WHAT IS NEEDED:
An exact copy of the data is needed, one that excludes all pictures.

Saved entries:
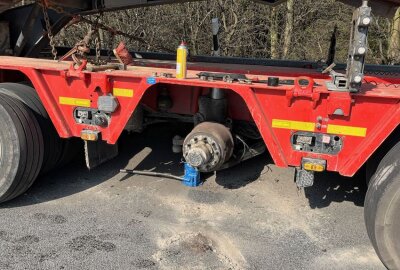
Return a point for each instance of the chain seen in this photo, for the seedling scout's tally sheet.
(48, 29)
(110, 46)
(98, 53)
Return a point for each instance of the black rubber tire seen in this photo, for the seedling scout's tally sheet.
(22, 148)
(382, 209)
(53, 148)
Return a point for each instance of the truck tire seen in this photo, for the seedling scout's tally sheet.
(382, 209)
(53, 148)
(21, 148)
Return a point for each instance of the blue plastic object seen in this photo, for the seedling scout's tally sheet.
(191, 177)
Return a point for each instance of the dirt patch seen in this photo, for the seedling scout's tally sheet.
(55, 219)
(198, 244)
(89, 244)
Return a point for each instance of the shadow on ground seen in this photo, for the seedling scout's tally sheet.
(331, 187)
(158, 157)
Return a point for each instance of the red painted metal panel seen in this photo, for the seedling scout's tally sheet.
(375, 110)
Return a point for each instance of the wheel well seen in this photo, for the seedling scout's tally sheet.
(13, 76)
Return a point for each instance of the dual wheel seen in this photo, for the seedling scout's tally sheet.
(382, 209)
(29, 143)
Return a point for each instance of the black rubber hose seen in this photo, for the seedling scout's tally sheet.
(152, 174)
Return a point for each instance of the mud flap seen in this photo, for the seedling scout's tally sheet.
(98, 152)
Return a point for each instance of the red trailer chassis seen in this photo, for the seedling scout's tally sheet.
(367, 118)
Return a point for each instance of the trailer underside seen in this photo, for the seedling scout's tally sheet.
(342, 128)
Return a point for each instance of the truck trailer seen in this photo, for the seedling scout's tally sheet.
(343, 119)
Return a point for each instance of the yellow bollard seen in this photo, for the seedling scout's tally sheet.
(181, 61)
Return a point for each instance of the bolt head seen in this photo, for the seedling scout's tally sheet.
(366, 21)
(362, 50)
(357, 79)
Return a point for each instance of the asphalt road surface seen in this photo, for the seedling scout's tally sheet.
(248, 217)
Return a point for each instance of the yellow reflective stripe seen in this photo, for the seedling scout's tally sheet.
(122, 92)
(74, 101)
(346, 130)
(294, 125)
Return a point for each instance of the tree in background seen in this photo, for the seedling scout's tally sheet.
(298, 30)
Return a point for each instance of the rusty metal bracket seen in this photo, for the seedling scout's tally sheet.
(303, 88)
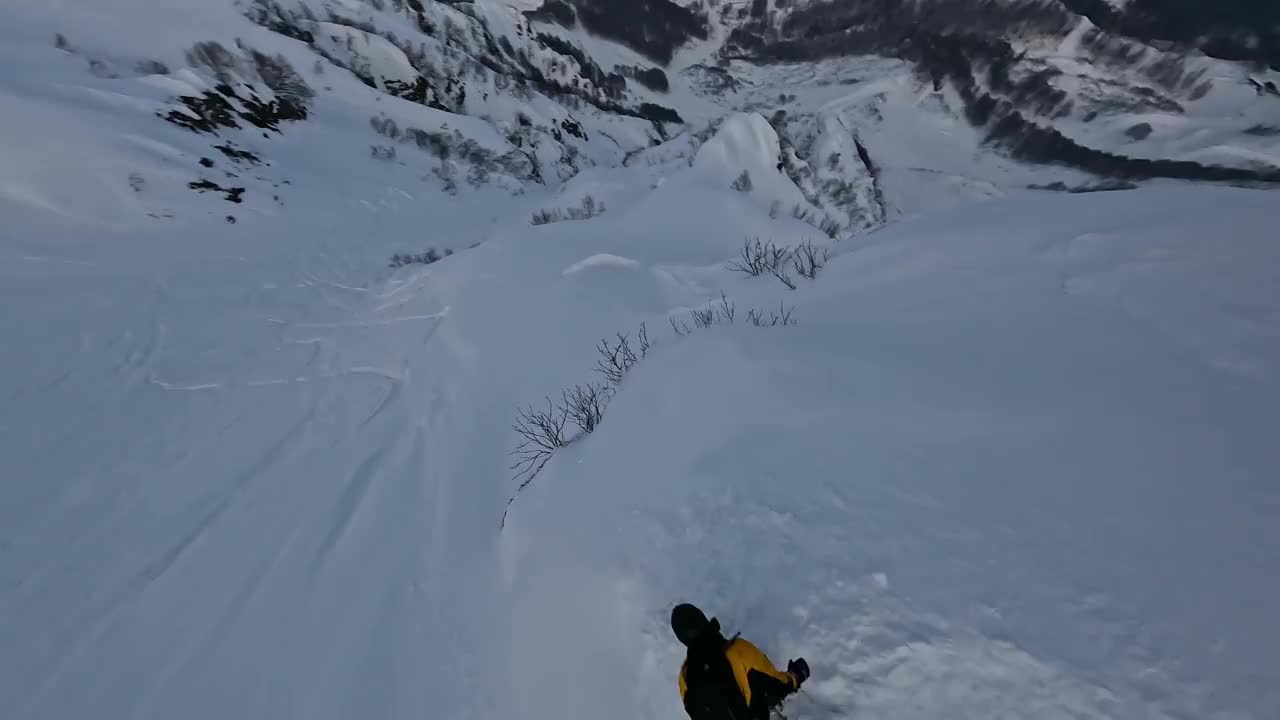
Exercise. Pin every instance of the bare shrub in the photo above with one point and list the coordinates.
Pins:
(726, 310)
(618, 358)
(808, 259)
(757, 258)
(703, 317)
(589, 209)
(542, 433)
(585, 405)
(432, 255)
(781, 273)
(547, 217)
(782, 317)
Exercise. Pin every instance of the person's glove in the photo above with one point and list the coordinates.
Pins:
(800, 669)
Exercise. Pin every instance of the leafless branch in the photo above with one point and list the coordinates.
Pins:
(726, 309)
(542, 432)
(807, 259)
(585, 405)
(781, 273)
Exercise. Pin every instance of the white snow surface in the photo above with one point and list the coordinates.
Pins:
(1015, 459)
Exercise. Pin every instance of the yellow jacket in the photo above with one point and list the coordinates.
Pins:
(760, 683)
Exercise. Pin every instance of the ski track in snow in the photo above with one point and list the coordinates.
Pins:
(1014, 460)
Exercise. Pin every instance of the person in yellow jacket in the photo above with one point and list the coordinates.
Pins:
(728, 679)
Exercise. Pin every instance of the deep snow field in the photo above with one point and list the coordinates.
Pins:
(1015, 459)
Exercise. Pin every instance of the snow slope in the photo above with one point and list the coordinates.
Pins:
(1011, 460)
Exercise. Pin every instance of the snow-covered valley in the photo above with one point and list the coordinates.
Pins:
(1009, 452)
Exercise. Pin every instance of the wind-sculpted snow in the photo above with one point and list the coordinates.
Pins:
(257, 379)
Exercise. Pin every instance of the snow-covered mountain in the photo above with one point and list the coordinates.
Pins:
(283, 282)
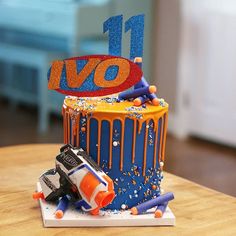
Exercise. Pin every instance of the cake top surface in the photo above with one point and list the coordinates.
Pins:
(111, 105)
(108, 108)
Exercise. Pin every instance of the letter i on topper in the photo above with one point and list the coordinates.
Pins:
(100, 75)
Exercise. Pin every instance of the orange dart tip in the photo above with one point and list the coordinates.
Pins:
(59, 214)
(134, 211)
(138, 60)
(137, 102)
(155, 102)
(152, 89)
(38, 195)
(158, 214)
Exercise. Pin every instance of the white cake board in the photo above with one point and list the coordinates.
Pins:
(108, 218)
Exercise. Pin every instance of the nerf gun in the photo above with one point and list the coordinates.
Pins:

SOLUTION TO THIS TASK:
Return a point for each instance of the chain seen in this photo, for the seedling scout's tally sheet.
(48, 29)
(110, 46)
(98, 53)
Return a point for each instance of the black rubber tire seen in this photo, for the seedling scout's tally sheet.
(22, 148)
(382, 209)
(53, 148)
Return a point for each instance of the truck tire seen in this photo, for the seedling scout's tally sheet.
(382, 209)
(53, 148)
(21, 148)
Return a point for each instance of the blue plastic object seen in this photo, for the seedling scout's tally sheet.
(191, 177)
Return a point for each instance of the dirt patch seen in this photo, for the seedling scout's tally sheet.
(55, 219)
(198, 244)
(89, 244)
Return a point for each instance of the shadow on ground seen in this photo, for the seedling scout's tally sheet.
(331, 187)
(158, 157)
Return a point for each instance of the red painted metal panel seen in this photo, for the seedling scout's tally sheet.
(375, 110)
Return a point for each instance of the wheel well seen in this photo, for the seedling scout's tally sheet.
(13, 76)
Return a point for each instance of the dual wheel seen in this photo, for the seedling scout's tally sheet.
(382, 209)
(29, 143)
Return a point for each instance of the black rubber hose seen in this photo, for the seedling scout's tally sheet.
(152, 174)
Return a point for each instance of the mud flap seen in this photo, for the seedling scout's tally sheet.
(98, 152)
Return a point for each instance of the red trailer chassis seen in this photo, for the seedling scout's tally sheet.
(367, 118)
Return a point for each instance of the trailer underside seen in this photo, for the seedling scout's tally sheet.
(342, 128)
Return a point for each instance of the truck trailer seen in this photo, for the seedling scout's tally sheet.
(343, 119)
Return a point for each instance of the yellow bollard seen in this photo, for the seedling scout's tally sheet.
(181, 61)
Return a point for each instance of the bolt head seen in this photo, for the seedling scout's tally sheet.
(366, 21)
(362, 50)
(357, 79)
Return a point for each instance of the asphalt road surface seen in this photo, for the seedling scout's tally sheet.
(248, 217)
Return a point for each instance of the yellow reflective stripe seen in this photo, for the seedling scout's tally sheet.
(122, 92)
(74, 101)
(346, 130)
(294, 125)
Return a point for each instance of the tree in background seen in this photo, for the seedling scout's tally sheet.
(298, 30)
Return a point for each instance of the rusty metal bracket seen in this photo, for the seedling scout's tally sheet.
(303, 88)
Exercise. Pin every instance of the bare shrub in the photo above with one point and list the coordinates.
Pins:
(726, 310)
(618, 358)
(808, 259)
(757, 258)
(703, 317)
(589, 209)
(542, 433)
(585, 405)
(432, 255)
(781, 273)
(547, 217)
(782, 317)
Exercise. Pin every instance of the person's glove in the photo above with one point and list the coordinates.
Pins:
(800, 669)
Exercise. Pin every instance of the leafless branch in the photo above with one point and list the coordinates.
Pins:
(726, 309)
(542, 432)
(807, 259)
(585, 405)
(781, 273)
Exercise. Pin every instance of the white snow surface in the photo above with one point and list the coordinates.
Pins:
(1015, 459)
Exercise. Pin every instance of the yellow jacket in the photo above with one point and list the coordinates.
Pins:
(760, 683)
Exercise. Pin every instance of the ski track in snow in the photo above with one point and list the coordinates.
Pins:
(1014, 460)
Exercise. Pin every instance of the person in yellow jacket in the photo above with one point and list the coordinates.
Pins:
(728, 679)
Exercise. Pin every instance of the deep snow field in the photo above with one point and list the coordinates.
Pins:
(1015, 459)
Exercise. Pin every instance of the snow slope in the photo above with one point and list the coordinates.
Pins:
(1011, 460)
Exercise. Pin every instance of the snow-covered valley in the photo above with one point and list the coordinates.
Pins:
(1009, 452)
Exercise. Pin every instance of the wind-sculpted snow in the photo above with one point and list the coordinates.
Pins:
(257, 379)
Exercise. Pin every instance of the snow-covered mountain in the photo above with one point and list the coordinates.
Pins:
(283, 282)
Exercise. Pin every instance of the cake top surface in the photo above with one point and list the coordinates.
Pins:
(111, 105)
(108, 108)
Exercise. Pin every instance of the letter i on topper in the photo above with one point and list the coordinates.
Pins:
(100, 75)
Exercise. Pin every instance of the orange dart tip in the photo above with one point and list the coordinates.
Pins:
(59, 214)
(134, 211)
(138, 60)
(137, 102)
(155, 102)
(152, 89)
(38, 195)
(158, 214)
Exercise. Pin every instance of the white cake board in the photo above with one point and list the coordinates.
Pins:
(108, 218)
Exercise. Pin every instance of the nerf gun in the photo above with one point and list the coordinates.
Pins:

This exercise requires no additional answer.